"""

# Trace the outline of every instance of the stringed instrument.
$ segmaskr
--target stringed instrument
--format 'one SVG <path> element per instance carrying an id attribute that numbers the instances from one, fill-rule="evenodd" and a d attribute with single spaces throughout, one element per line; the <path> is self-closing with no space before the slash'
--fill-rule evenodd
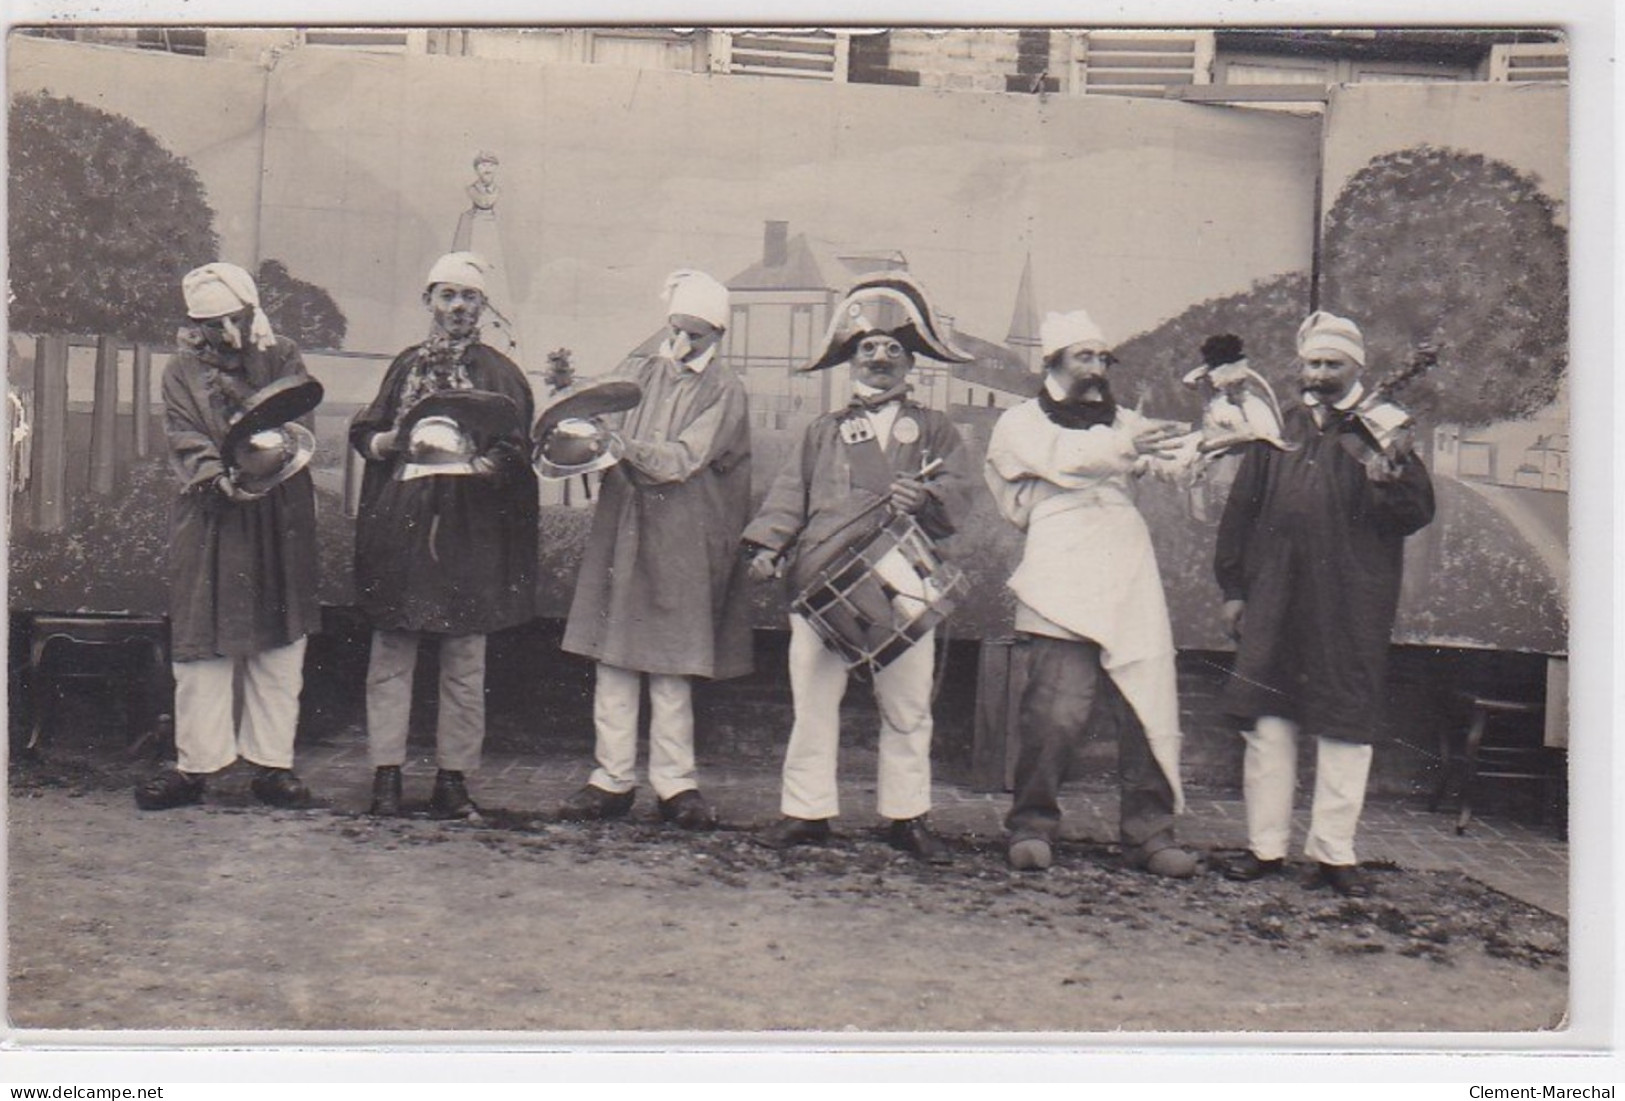
<path id="1" fill-rule="evenodd" d="M 1410 413 L 1389 399 L 1413 379 L 1437 366 L 1438 362 L 1438 348 L 1432 344 L 1418 344 L 1404 364 L 1378 379 L 1354 407 L 1355 418 L 1371 433 L 1371 438 L 1389 458 L 1395 457 L 1397 445 L 1408 436 L 1416 423 Z"/>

"""

■ What you have to do: Where does the word "instance" occur in the records? Return every line that holds it.

■ Exercise output:
# Trace the outline of every instance of the stringed instrument.
--format 'one SVG <path> element per instance carrying an id attribute that numbers the instances from one, fill-rule="evenodd" and a d attribute with single spaces throughout, one element per line; the <path> is self-closing with no space before the slash'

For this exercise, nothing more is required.